# ABOUT THIS TASK
Nothing in the data below may be left out; return all of it exactly.

= = =

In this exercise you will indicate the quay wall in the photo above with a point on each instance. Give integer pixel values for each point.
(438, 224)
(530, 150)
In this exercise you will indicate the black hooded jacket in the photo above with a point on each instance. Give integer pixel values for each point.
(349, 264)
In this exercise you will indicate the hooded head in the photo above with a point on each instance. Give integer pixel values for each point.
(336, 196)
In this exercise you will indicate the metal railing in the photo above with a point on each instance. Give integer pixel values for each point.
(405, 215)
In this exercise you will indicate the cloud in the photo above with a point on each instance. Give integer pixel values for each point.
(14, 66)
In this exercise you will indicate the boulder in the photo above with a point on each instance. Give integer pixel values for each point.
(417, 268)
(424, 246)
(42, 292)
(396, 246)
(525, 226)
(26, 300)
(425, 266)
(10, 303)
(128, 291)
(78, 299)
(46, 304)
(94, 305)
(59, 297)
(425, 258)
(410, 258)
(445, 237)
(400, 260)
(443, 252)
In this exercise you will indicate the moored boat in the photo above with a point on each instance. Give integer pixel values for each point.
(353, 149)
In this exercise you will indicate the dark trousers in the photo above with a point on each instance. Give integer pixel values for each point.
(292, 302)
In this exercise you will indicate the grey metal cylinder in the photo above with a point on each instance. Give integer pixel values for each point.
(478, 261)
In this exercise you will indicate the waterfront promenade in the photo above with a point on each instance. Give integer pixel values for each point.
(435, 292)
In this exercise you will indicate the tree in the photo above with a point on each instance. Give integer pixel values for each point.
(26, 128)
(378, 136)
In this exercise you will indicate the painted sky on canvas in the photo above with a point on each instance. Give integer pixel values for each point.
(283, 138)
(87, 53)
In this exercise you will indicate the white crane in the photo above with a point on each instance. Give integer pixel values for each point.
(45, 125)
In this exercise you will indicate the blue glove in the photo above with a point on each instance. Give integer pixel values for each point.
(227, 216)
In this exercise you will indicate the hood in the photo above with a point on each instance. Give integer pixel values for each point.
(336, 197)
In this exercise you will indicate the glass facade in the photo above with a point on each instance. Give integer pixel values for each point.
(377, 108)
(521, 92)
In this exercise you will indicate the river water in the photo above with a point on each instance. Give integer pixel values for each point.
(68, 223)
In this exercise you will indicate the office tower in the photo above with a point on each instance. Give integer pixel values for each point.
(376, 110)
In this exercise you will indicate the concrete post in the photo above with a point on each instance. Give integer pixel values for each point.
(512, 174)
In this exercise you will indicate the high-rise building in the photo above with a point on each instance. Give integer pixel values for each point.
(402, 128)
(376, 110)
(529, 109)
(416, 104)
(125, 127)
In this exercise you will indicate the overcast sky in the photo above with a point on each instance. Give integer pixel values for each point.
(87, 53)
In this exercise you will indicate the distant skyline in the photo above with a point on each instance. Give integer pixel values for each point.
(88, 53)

= = =

# YOUR SOLUTION
In this exercise you will indicate the quay wall in the photo above with a point on each instance. Give integer pixel values for each point.
(438, 224)
(530, 150)
In this exercise you will indicate the black hooded jacket in the photo above with a point on each instance. Give integer pixel values for each point.
(349, 264)
In this exercise you will indicate the hooded head in the photo above with a point on each instance. Give integer pixel values for each point.
(336, 196)
In this exercise you will indicate the metal railing in the photo above with a point on each instance. Give integer pixel values for each point.
(405, 215)
In this exercise you will indicate the cloud in the photo above with a point on each instance. Give integer pixel values for each point.
(14, 66)
In this exercise you will indicate the boulder in the photo above with a point on each instance. Give integer pixel values for each point.
(417, 268)
(424, 246)
(42, 292)
(396, 246)
(525, 226)
(26, 300)
(425, 266)
(10, 303)
(128, 291)
(78, 299)
(46, 304)
(94, 305)
(59, 297)
(425, 258)
(410, 258)
(445, 237)
(400, 260)
(443, 252)
In this exercise you will indicate the moored boat in the photo above with a point on each instance. Give integer pixel values for each point.
(353, 149)
In this exercise you will indicate the dark trousers in the photo above with a point on each instance. Give integer pixel values for each point.
(292, 302)
In this exercise you will indicate the grey metal cylinder in the photo above with a point on each instance. Give integer pixel values for each point.
(478, 261)
In this exercise you will indicate the waterfront promenade in the photo above with a point on each instance. Give integer pixel values for each point.
(435, 292)
In this exercise you will indicate the tree in the photo above with a point on each instance. Give integer pixel values for each point.
(26, 128)
(378, 136)
In this exercise you will indicate the painted sky on canvas in the photo above with a point on each instance. Give integer pixel values for each point.
(283, 138)
(87, 53)
In this exercise you will indicate the white crane in the photo above with a point on each instance. Give integer pixel values for each point.
(45, 125)
In this exercise you will indicate the blue glove in the photo above with a point on each instance. Give integer pixel values for each point.
(227, 216)
In this exercise you will indicate the hood in the photo above with a point on each instance. Give integer pixel values for each point.
(336, 197)
In this exercise you will indicate the glass facade in the photo above with a point on each instance. Give integer pixel values for each point.
(377, 108)
(521, 92)
In this exercise you will indicate the river water in the photo above with a point on each instance. Give integer pixel values for each point.
(68, 223)
In this exercise you will indicate the office tower in the photo above with a point on each instance. Give integer pixel values for each point.
(376, 110)
In this exercise you will indicate the concrete post in the photo above with a point on each instance. Give integer pixel values for each point.
(512, 174)
In this exercise you will indicate the high-rise building in the photo above with a point on each instance. Give integer pixel values for each point.
(402, 128)
(376, 110)
(529, 109)
(416, 104)
(125, 127)
In this exercise you will indicate the overcast sky in the photo above with a point on each instance. Give integer pixel values for each point.
(87, 53)
In this exercise you will indicate the distant skyline in the photo above with a point on each instance. Give integer pixel values for each point.
(88, 53)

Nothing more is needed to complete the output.